Copy the listing below, starting at its first line and ending at the line containing "point(313, 363)", both ends included. Leave the pictures out of your answer.
-------
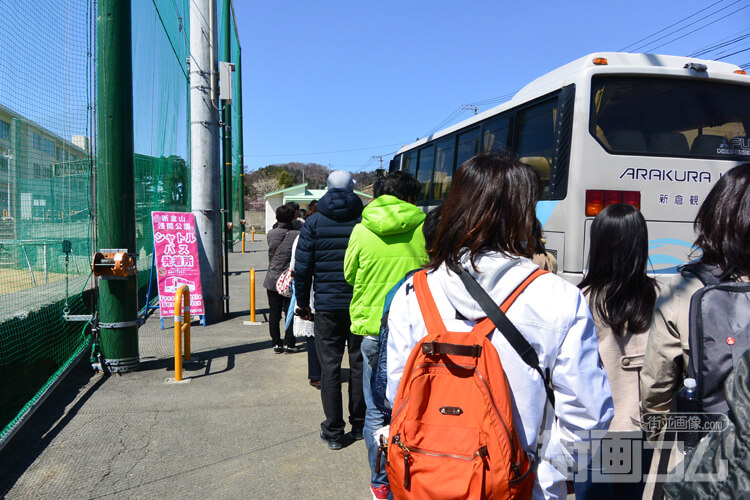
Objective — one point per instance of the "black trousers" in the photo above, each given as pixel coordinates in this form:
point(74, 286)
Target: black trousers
point(332, 336)
point(276, 304)
point(313, 363)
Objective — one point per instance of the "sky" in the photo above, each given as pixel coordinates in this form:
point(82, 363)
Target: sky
point(338, 82)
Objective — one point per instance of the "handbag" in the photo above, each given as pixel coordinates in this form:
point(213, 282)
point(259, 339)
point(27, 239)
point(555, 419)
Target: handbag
point(284, 284)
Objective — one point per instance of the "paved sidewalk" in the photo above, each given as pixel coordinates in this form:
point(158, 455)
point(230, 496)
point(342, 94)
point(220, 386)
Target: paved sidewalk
point(246, 426)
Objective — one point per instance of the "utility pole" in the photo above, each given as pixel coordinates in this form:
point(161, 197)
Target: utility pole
point(115, 183)
point(240, 136)
point(205, 178)
point(227, 154)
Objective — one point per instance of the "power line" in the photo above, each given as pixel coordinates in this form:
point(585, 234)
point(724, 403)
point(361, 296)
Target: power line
point(688, 26)
point(670, 26)
point(325, 152)
point(733, 53)
point(736, 38)
point(698, 29)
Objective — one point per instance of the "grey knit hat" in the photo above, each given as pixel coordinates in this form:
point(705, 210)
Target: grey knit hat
point(340, 179)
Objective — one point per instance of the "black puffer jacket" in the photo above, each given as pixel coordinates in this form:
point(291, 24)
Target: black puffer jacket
point(280, 240)
point(321, 249)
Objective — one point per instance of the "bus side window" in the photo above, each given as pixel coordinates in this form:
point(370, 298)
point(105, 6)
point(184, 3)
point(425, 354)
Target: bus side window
point(496, 135)
point(441, 180)
point(410, 163)
point(468, 146)
point(424, 172)
point(535, 140)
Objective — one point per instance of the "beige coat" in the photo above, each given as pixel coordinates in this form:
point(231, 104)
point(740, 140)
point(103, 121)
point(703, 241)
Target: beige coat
point(622, 356)
point(666, 359)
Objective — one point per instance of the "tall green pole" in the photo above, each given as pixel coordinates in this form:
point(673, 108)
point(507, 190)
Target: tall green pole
point(227, 156)
point(240, 136)
point(115, 183)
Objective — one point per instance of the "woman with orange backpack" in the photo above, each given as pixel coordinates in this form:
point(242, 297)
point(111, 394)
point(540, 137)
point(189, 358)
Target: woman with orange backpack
point(482, 412)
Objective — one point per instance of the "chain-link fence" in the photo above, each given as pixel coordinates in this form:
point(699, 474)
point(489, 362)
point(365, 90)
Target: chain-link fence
point(48, 143)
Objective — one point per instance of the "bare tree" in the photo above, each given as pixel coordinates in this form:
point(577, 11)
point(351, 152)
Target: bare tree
point(262, 186)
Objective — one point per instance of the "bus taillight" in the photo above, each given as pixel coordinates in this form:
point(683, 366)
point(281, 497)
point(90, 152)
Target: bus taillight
point(597, 199)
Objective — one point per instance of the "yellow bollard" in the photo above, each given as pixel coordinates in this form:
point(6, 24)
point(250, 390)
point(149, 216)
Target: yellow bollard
point(181, 327)
point(252, 295)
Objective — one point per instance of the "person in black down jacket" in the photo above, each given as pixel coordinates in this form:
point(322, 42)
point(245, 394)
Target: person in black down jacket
point(320, 255)
point(280, 241)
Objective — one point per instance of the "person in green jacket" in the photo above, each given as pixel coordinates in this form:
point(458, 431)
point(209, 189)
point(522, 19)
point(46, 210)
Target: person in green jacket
point(386, 245)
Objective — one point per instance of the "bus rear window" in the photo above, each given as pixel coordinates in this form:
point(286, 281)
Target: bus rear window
point(671, 117)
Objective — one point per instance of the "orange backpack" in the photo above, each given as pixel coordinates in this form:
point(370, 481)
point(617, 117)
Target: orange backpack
point(452, 433)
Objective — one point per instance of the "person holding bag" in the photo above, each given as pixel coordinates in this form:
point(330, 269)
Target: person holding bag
point(486, 231)
point(280, 240)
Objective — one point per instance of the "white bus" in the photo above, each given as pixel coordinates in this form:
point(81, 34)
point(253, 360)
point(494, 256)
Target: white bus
point(650, 130)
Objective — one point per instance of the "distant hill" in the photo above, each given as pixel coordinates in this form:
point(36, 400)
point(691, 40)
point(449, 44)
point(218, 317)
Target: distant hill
point(274, 177)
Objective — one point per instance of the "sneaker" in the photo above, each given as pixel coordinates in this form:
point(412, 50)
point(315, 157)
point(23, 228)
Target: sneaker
point(333, 444)
point(381, 492)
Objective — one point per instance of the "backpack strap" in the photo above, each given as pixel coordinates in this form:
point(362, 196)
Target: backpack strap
point(504, 325)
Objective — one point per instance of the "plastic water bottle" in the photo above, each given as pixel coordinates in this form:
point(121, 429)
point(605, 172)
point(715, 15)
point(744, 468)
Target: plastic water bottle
point(688, 402)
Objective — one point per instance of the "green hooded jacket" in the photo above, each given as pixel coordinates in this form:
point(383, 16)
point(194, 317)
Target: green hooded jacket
point(386, 245)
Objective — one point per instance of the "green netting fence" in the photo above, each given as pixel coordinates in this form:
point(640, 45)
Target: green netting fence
point(48, 143)
point(45, 196)
point(236, 188)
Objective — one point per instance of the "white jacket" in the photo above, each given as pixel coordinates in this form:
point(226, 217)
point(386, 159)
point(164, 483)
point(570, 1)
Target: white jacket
point(554, 318)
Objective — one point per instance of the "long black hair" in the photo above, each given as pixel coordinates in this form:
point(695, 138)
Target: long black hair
point(491, 207)
point(723, 223)
point(620, 291)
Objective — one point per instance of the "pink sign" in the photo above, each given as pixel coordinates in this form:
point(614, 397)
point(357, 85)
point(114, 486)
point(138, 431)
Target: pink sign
point(177, 260)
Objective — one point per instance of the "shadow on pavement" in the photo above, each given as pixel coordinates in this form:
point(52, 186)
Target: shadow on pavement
point(203, 360)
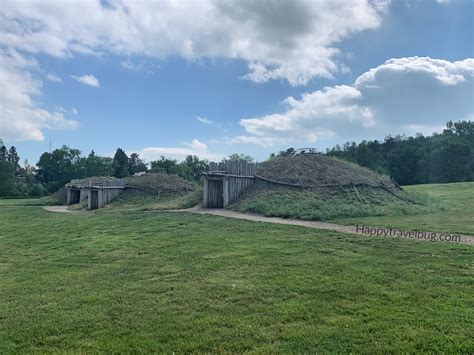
-------
RESPONSE TO THE EXERCISE:
Objective — one point per instance of the "black trousers" in the photo above, each given as pixel coordinates in this form:
point(74, 286)
Target: black trousers
point(332, 336)
point(276, 304)
point(313, 363)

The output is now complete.